Particular care needs to be exercised if the scheme allows Received
headers to use UTF-8, since such headers may need to be examined in their
downsized form at intermediate sites. Requiring the Received header to
remain in all-ASCII (by downsizing all domains using IDNA and omitting the
FOR field if necessary) is an alternative strategy.
1.3 There SHOULD be a new header to be included in all i18n-extended
messages. This will be referred to as the "Foobar-header" for now, since
its exact significance will depend on the particular scheme, and it is not
clear at this stage what additional parameters and features it might
require. Its purpose is to enable other agents that receive the it and
need to do special processing on i18n-extended messages to enter their
special processing mode (or, more particularly, to avoid doing so with
normal all-ASCII messages, thus avoiding the necessity to scan every
message looking for an 8th bit set).
1.4 Headers defined by other standards might be extended in similar ways.
For example:
a) parameters, as they arise in Content-Type and other MIME headers,
with downsizing according to RFC 2231;
b) if the scheme is extended to Netnews, newsgroup-names, as in
Newsgroups-headers.
But
z) tokens might be better left in ASCII for now.
1.5 It is expected that additional UTF-8 extensions to headers will be
defined over time. The infrastruture of the scheme MUST be able to
accomodate all such extensions.
1.6 For cases where there is no downsizing specified, there MUST be a
fallback downsizing suitable for all cases (this will likely be some form
of encapsulation). This downsizing is to be used where either none was
specified for some particular header, or where the agent performing the
downsizing was unaware of the proper downsizing for that header (but had
presumably detected the presence of UTF-8 characters).
1.7 Where the fallback downsizing method consists of encapsulation of the
entire message, the scheme MUST specify the headers to be included in the
wrapper message (naturally, these will include a Content-Type header
indicating the method of encapsulation). In particular, it must be made
clear whether the wrapper message is to be sent to the final recipient of
the enclosed message, or whether it is to be sent to some special address
(e.g. ***@recipient's-domain) where the encapsulation can be undone
prior to final delivery.

Dataset extract:
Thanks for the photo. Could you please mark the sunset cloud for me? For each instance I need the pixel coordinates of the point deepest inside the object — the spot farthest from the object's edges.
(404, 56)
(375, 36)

What you have to do:
1. In the email header text, what alternative strategy is offered for the Received header?
2. What name is the new header given for now?
3. What form is the fallback downsizing expected to take?
The lines are separate material, apart from the email header text.

Worked answer:
1. Keeping the Received header all-ASCII by downsizing all domains using IDNA and omitting the FOR field if necessary.
2. The "Foobar-header".
3. Some form of encapsulation.